Listed records ::
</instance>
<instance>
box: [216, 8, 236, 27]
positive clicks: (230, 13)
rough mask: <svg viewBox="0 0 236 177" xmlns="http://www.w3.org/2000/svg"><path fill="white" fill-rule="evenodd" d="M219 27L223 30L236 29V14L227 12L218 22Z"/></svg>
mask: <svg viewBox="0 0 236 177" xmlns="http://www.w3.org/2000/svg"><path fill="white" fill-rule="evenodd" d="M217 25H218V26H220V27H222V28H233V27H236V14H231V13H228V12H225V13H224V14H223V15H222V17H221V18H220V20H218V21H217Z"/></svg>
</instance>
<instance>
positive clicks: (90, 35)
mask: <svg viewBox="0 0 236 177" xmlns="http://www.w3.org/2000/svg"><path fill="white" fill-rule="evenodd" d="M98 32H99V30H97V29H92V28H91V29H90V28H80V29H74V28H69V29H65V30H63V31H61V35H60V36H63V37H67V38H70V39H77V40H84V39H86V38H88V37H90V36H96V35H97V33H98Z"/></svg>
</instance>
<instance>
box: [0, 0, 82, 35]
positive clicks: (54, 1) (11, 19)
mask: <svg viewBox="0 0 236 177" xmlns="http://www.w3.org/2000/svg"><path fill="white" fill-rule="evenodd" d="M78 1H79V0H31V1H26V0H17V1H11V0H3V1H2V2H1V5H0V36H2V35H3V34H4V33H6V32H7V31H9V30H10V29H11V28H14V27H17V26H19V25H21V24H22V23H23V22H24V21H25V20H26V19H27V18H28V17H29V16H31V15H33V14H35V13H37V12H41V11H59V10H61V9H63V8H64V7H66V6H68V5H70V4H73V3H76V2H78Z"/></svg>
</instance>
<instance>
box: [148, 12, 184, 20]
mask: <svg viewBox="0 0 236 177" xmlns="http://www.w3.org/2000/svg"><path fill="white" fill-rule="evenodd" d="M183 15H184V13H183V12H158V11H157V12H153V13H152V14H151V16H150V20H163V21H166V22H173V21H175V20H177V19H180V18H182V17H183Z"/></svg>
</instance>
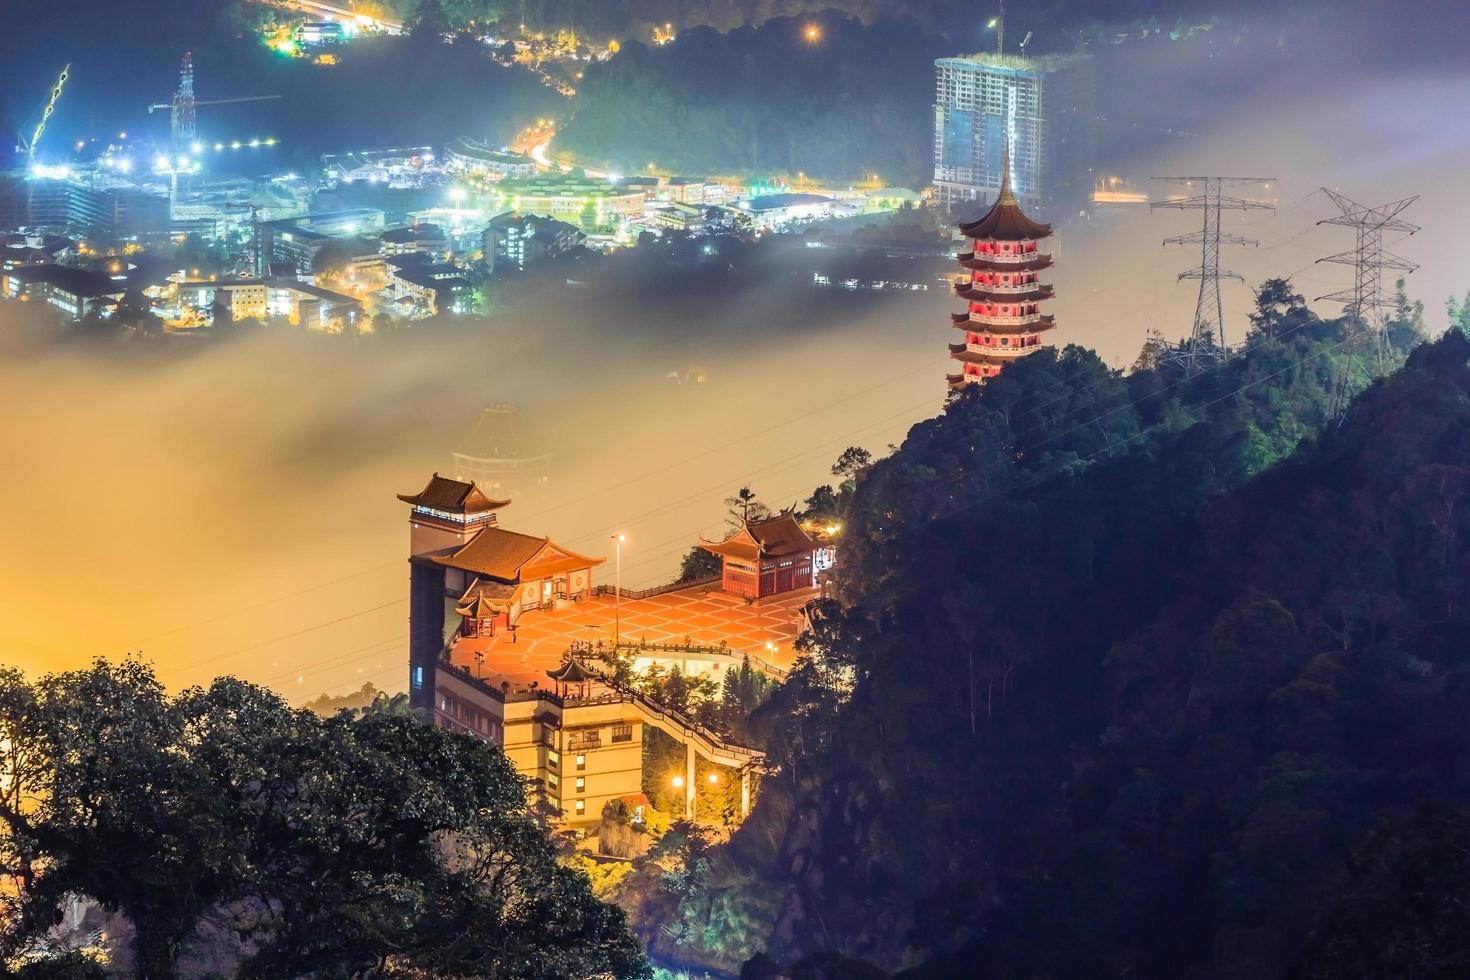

Work to complete ::
The listing above must be given again exactly, minus its pictures.

Task response ::
</instance>
<instance>
box: [216, 8, 236, 27]
positive clicks: (230, 13)
rough mask: <svg viewBox="0 0 236 177" xmlns="http://www.w3.org/2000/svg"><path fill="white" fill-rule="evenodd" d="M219 27L223 30L236 29V14L227 12L218 22Z"/></svg>
mask: <svg viewBox="0 0 236 177" xmlns="http://www.w3.org/2000/svg"><path fill="white" fill-rule="evenodd" d="M217 25H218V26H220V27H222V28H233V27H236V14H231V13H228V12H225V13H224V14H223V15H222V17H221V18H220V20H218V21H217Z"/></svg>
</instance>
<instance>
positive clicks: (90, 35)
mask: <svg viewBox="0 0 236 177" xmlns="http://www.w3.org/2000/svg"><path fill="white" fill-rule="evenodd" d="M98 32H99V30H97V29H92V28H91V29H90V28H80V29H74V28H69V29H65V30H63V31H61V35H60V36H63V37H67V38H70V39H77V40H84V39H86V38H88V37H90V36H96V35H97V33H98Z"/></svg>
</instance>
<instance>
box: [0, 0, 82, 35]
positive clicks: (54, 1) (11, 19)
mask: <svg viewBox="0 0 236 177" xmlns="http://www.w3.org/2000/svg"><path fill="white" fill-rule="evenodd" d="M78 1H79V0H31V1H26V0H17V1H11V0H3V1H2V2H1V5H0V36H2V35H3V34H4V33H6V32H7V31H9V30H10V29H11V28H14V27H17V26H19V25H21V24H22V23H23V22H24V21H25V20H26V19H27V18H28V17H29V16H31V15H33V14H35V13H37V12H41V11H59V10H61V9H63V8H64V7H66V6H68V5H70V4H73V3H76V2H78Z"/></svg>
</instance>
<instance>
box: [148, 12, 184, 20]
mask: <svg viewBox="0 0 236 177" xmlns="http://www.w3.org/2000/svg"><path fill="white" fill-rule="evenodd" d="M183 15H184V13H183V12H158V11H157V12H153V13H152V14H151V16H150V20H163V21H166V22H173V21H175V20H177V19H180V18H182V17H183Z"/></svg>
</instance>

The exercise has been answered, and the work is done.